(Dataset rows showing where objects appear)
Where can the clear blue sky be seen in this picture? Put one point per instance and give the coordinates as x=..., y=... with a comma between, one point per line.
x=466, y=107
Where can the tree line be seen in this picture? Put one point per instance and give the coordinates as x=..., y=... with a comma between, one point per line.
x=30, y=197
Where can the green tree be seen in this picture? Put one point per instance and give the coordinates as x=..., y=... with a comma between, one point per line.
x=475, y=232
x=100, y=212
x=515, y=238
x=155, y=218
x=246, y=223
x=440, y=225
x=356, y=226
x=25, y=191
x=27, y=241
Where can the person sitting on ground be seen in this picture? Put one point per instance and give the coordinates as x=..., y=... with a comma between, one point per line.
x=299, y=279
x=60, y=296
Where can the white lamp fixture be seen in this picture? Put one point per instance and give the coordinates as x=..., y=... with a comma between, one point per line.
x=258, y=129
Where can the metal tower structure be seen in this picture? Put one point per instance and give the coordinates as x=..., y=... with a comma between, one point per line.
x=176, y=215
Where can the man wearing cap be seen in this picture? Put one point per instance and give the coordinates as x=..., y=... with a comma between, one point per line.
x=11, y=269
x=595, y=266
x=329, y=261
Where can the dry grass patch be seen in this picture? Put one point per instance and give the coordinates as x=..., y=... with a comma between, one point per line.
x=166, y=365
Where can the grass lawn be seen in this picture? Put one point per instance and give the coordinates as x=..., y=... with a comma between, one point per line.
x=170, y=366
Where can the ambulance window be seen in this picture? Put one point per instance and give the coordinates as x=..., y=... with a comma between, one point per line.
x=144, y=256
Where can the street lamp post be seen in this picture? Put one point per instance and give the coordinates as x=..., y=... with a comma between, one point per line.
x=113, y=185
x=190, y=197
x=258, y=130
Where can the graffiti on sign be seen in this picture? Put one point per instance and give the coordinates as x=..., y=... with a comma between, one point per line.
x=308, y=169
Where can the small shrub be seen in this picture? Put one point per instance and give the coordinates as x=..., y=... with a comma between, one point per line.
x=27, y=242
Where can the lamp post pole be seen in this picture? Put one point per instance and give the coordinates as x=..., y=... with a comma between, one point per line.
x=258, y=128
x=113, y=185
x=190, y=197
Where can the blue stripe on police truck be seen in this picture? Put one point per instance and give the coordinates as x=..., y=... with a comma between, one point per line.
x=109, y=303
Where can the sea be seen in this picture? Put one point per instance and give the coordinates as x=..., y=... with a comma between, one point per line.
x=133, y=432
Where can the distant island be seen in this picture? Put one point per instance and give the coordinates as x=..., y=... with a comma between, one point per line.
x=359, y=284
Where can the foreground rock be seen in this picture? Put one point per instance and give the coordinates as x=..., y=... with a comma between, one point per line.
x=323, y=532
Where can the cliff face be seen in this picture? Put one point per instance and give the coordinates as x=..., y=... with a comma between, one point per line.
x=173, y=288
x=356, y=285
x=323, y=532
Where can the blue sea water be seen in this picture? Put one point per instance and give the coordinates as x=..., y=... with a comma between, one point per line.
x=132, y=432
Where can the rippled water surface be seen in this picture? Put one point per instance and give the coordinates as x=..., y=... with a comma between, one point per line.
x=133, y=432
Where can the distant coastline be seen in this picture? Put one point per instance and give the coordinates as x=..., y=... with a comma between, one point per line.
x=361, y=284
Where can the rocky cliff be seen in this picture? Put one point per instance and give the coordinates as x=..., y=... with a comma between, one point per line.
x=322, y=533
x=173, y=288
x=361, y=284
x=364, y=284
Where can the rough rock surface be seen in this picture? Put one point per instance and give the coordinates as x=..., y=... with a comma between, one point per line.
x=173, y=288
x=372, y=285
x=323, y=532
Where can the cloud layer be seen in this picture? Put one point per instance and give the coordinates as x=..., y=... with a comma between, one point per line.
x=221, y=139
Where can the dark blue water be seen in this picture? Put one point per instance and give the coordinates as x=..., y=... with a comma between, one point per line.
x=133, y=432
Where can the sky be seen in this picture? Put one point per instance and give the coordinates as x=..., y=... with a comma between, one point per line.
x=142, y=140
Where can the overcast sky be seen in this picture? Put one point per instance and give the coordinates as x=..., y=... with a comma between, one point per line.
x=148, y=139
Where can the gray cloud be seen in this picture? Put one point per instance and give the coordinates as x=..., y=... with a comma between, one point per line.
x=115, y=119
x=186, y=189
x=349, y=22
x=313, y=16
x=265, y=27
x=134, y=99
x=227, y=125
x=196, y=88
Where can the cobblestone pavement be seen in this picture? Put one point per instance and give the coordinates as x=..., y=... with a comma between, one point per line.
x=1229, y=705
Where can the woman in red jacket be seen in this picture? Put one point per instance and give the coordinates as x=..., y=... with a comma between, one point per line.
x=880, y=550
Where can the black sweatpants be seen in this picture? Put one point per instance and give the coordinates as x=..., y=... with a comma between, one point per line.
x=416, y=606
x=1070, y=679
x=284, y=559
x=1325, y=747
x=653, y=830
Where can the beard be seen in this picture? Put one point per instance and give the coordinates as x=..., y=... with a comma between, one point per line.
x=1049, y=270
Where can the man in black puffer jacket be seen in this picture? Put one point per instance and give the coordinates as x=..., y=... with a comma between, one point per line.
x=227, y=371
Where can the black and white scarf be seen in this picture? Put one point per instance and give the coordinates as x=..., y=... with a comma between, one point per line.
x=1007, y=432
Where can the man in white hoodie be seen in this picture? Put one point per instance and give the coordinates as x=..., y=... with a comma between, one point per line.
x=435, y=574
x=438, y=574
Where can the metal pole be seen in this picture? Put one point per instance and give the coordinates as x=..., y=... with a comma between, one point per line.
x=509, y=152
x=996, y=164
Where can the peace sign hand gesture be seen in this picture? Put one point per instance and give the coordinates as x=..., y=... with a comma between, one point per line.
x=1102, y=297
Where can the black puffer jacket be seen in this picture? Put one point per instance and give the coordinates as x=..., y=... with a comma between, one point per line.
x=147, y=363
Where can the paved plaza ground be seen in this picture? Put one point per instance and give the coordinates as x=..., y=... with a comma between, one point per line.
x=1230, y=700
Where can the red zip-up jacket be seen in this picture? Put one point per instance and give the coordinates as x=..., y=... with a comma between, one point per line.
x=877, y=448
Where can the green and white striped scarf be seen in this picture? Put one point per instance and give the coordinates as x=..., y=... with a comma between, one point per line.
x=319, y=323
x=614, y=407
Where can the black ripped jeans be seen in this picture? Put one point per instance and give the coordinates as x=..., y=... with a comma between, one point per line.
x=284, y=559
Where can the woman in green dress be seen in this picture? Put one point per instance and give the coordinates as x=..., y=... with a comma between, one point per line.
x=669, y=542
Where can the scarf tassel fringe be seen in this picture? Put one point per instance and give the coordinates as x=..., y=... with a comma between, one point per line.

▶ **What is asked**
Write out all of the entries above word for word, keeping every line in its original order.

▶ **Problem solution**
Where can the clear blue sky be seen in this picture? Put one point per instance and give the coordinates as x=..., y=... with a comma between, one point per line.
x=466, y=107
Where can the tree line be seen in this picture? Put one point per instance and give the coordinates as x=..., y=... with a comma between, one point per line.
x=30, y=197
Where can the green tree be seen in this picture? Put one point per instance and give the coordinates as x=..., y=... with a comma between, one point per line.
x=475, y=232
x=100, y=212
x=515, y=238
x=155, y=218
x=246, y=223
x=440, y=225
x=356, y=226
x=25, y=191
x=27, y=241
Where can the person sitting on ground be seen in this picture? Put one point per instance and give the coordinates as x=..., y=... with a comma between, one point per line.
x=299, y=279
x=60, y=296
Where can the white lamp fixture be seen in this picture? Put one point per instance and give the coordinates as x=..., y=... with a comma between, one point per line.
x=258, y=129
Where can the metal tower structure be seen in this picture? Put one point per instance and give the coordinates as x=..., y=... with a comma between, one point per line.
x=176, y=215
Where can the man wearing cap be seen in this picture? Put one point per instance and give the coordinates as x=..., y=... with a comma between, one point per line.
x=11, y=269
x=595, y=266
x=329, y=261
Where can the dry grass patch be seen in this picture? Put one point per instance and give the coordinates as x=..., y=... with a comma between, one point per line.
x=166, y=365
Where can the grass lawn be seen in this picture? Put one point per instance and give the coordinates as x=..., y=... with a comma between, one point per line.
x=170, y=366
Where can the ambulance window be seen in this picture? Put one point per instance and give the coordinates as x=..., y=... with a comma between, one point per line.
x=144, y=256
Where can the street lamp post be seen in this picture? Put one point per instance and give the coordinates as x=..., y=... with a comma between, one point per line.
x=113, y=185
x=190, y=197
x=258, y=130
Where can the graffiti on sign be seen in this picture? Put one point per instance and give the coordinates as x=..., y=... with a comma between, one point per line.
x=308, y=169
Where can the small shrub be seen in this picture? Put one point per instance and give the coordinates as x=..., y=... with a comma between, one point per line.
x=27, y=242
Where can the lamp post pole be seen in this picture? Put one point per instance and give the coordinates as x=..., y=... with a comma between, one point per line.
x=258, y=128
x=113, y=185
x=190, y=197
Where can the blue stripe on police truck be seen in this picture? Put one point per instance and give the coordinates as x=..., y=... with a comma between, one point per line.
x=109, y=303
Where can the sea be seen in this picture? Put one point per instance and give the coordinates as x=..., y=... with a comma between, one point per line.
x=133, y=432
Where can the distant island be seen in this picture? Put one point per instance and give the coordinates as x=..., y=... with a comma between, one point per line.
x=359, y=284
Where can the foreground rock be seen in this picture? Put one point per instance and give the coordinates as x=..., y=... with a comma between, one point per line.
x=323, y=532
Where can the cliff face be seen in this picture? Put one point per instance and give the coordinates as x=..., y=... with a comma between, one point per line.
x=173, y=288
x=356, y=285
x=323, y=532
Where can the blue sea water be seen in this picture? Put one point per instance and give the coordinates as x=..., y=... with a comma between, one point per line.
x=132, y=432
Where can the rippled water surface be seen in this picture? Put one point per instance and give the coordinates as x=..., y=... with a comma between, one point per line.
x=133, y=432
Where can the distant coastline be seen in this picture? Put one point per instance and give the coordinates as x=..., y=... with a comma between, one point per line.
x=361, y=284
Where can the rocky cliff be seen in this picture? Put one point per instance and give the coordinates as x=..., y=... with a comma between, one point per line.
x=322, y=533
x=173, y=288
x=361, y=284
x=364, y=284
Where can the rough rock surface be seen in this picture? Put one point per instance and give the coordinates as x=..., y=... with a comma between, one point per line.
x=173, y=288
x=372, y=285
x=323, y=532
Where can the cloud layer be seen in this picture? Put one point per instance and give the coordinates as x=..., y=... with a comma between, one point per line.
x=221, y=139
Where can the dark blue water be seen in this picture? Put one point per instance and give the coordinates as x=..., y=... with a comma between, one point per line.
x=133, y=432
Where can the sky be seen in this picture? Put one point per instance and give the coordinates as x=..., y=... with a comma between, one point per line.
x=142, y=140
Where can the overcast sky be seen in this picture? Put one point per instance and give the coordinates as x=..., y=... with a comma between, one point per line.
x=148, y=139
Where can the gray cloud be seen in this picture? Put one point per instance and give the coordinates as x=..., y=... with a comma between, one point per line.
x=115, y=119
x=186, y=189
x=349, y=22
x=313, y=16
x=265, y=27
x=134, y=99
x=227, y=125
x=196, y=88
Where can the cobblestone pavement be seen in this picture? Put one point per instance and give the coordinates as x=..., y=... with a comma between, one point per line.
x=1229, y=705
Where can the woman in red jacket be seen in this picture? Put one point per instance and give the coordinates as x=..., y=... with a comma between, one point per line.
x=880, y=550
Where can the black sweatpants be seen in this picture? Put one point per instance and give the coordinates as x=..., y=... with a comma between, one point per line.
x=416, y=606
x=1070, y=679
x=284, y=559
x=1325, y=747
x=653, y=830
Where can the beard be seen in this picture? Put one point per instance and give the coordinates as x=..., y=... with a comma between, one point per line.
x=1049, y=270
Where can the man in black puffer jacket be seen in this picture? Put one point per instance and give the coordinates as x=..., y=... with a comma between, one point per line.
x=227, y=371
Where can the black and white scarf be seen in this picture? Put one point per instance and give the coordinates as x=..., y=... with a comma between, one point per line.
x=1007, y=432
Where can the man in white hoodie be seen in this picture? Put one point per instance and give the coordinates as x=..., y=... with a comma between, one point per line.
x=435, y=574
x=438, y=574
Where can the metal pole be seen in this picture? Put one point per instance and give the coordinates as x=..., y=... with a comma between, one point per line.
x=509, y=152
x=996, y=164
Where can the peace sign hand gesture be seen in this picture? Put one point per instance and give the coordinates as x=..., y=... with a comma between, one point per line.
x=1102, y=297
Where can the black puffer jacket be seen in this picture? Put one point per instance and give the coordinates as x=..., y=... with a comma between, one point per line.
x=147, y=363
Where can the paved plaza ground be seen in this picture? Put one point per instance and give the coordinates as x=..., y=... with a comma between, one point per line.
x=1230, y=700
Where can the red zip-up jacket be seen in this picture? Put one point per instance and give the coordinates as x=..., y=... with a comma between, one point per line.
x=877, y=448
Where can the green and white striped scarf be seen in this picture? Put one point per instance and give the coordinates as x=..., y=... with a comma between, one point per line.
x=319, y=323
x=614, y=407
Where can the black ripped jeans be seen in this picture? Put one point per instance and give the coordinates as x=..., y=... with a comma between, one point per line.
x=284, y=559
Where can the woman in green dress be seen in this picture? Put one point per instance and give the coordinates as x=..., y=... with a comma between, one point per line.
x=669, y=542
Where can the scarf tassel fringe be seen in this picture? Put one point per instance and give the coordinates as x=..., y=... with a comma between, one point per line.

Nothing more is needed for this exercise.